▶ _EXERCISE REQUIREMENTS_:
Reproduce the preview of the Marlins-Pirates game below word for word, from the first line to the last.
(SOURCE DOCUMENT Opens)
Preview: Red-hot Marlins aim to take another from Pirates
TV: FOX Sports Florida
TIME: Pregame coverage begins at 3:30 p.m.
CAN'T GET TO A TV? WATCH IT LIVE ON FOX SPORTS GO
PITTSBURGH -- Trevor Williams could have a chance to help his Pittsburgh Pirates manager, Clint Hurdle, make a key decision.
The right-hander is scheduled to start Saturday afternoon against the Miami Marlins, and his performance could help the Pirates decide which starter will leave the rotation when Jameson Taillon returns.
Taillon could return as early as Monday against Colorado -- Pittsburgh has not listed a starter for that game -- after working his way back from surgery for testicular cancer. Nothing official has been announced about Taillon.
Williams (3-3, 4.57 ERA) began this season in the bullpen but will be making his seventh start Saturday. The other candidates to come out of the rotation when Taillon returns are Chad Kuhl, who earned a spot out of spring training but has been inconsistent -- he's 1-5 with a 5.63 ERA in 12 starts -- and Tyler Glasnow.
Glasnow seems to be the front-runner to take a back seat, unless Williams makes the decision more difficult with a poor outing Saturday.
(SOURCE DOCUMENT Closes)
(GIVEN INFORMATION Opens)
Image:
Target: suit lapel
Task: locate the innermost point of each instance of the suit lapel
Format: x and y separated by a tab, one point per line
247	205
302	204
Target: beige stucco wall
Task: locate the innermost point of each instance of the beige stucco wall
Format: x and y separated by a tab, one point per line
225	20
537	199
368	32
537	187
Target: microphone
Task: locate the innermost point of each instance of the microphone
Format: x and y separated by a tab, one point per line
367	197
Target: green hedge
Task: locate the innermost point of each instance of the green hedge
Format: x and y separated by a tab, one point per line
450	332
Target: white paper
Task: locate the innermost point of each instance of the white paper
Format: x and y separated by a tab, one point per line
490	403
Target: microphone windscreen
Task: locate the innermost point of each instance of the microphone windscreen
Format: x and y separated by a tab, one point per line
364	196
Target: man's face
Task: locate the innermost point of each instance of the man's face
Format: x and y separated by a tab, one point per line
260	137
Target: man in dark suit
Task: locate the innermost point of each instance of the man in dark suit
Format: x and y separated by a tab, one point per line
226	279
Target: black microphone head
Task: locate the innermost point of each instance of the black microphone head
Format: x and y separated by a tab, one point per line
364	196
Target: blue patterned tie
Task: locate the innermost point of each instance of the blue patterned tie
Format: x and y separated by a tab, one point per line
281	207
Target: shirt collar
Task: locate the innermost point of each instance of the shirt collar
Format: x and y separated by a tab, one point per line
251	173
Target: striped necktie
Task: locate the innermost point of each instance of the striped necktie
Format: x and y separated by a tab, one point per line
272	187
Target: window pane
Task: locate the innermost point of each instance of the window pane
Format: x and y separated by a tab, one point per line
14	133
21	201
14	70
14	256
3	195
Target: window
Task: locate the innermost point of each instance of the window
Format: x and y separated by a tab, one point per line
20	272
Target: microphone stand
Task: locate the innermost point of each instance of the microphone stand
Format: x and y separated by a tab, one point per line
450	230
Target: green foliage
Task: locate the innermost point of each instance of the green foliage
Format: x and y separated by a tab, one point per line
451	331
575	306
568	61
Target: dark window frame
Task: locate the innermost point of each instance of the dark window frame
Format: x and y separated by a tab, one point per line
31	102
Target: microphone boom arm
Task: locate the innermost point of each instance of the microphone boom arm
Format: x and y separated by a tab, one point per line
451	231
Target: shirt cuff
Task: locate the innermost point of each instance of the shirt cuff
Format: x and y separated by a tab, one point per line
(GIVEN INFORMATION Closes)
▶ _RESPONSE TO THE TASK_:
Preview: Red-hot Marlins aim to take another from Pirates
TV: FOX Sports Florida
TIME: Pregame coverage begins at 3:30 p.m.
CAN'T GET TO A TV? WATCH IT LIVE ON FOX SPORTS GO
PITTSBURGH -- Trevor Williams could have a chance to help his Pittsburgh Pirates manager, Clint Hurdle, make a key decision.
The right-hander is scheduled to start Saturday afternoon against the Miami Marlins, and his performance could help the Pirates decide which starter will leave the rotation when Jameson Taillon returns.
Taillon could return as early as Monday against Colorado -- Pittsburgh has not listed a starter for that game -- after working his way back from surgery for testicular cancer. Nothing official has been announced about Taillon.
Williams (3-3, 4.57 ERA) began this season in the bullpen but will be making his seventh start Saturday. The other candidates to come out of the rotation when Taillon returns are Chad Kuhl, who earned a spot out of spring training but has been inconsistent -- he's 1-5 with a 5.63 ERA in 12 starts -- and Tyler Glasnow.
Glasnow seems to be the front-runner to take a back seat, unless Williams makes the decision more difficult with a poor outing Saturday.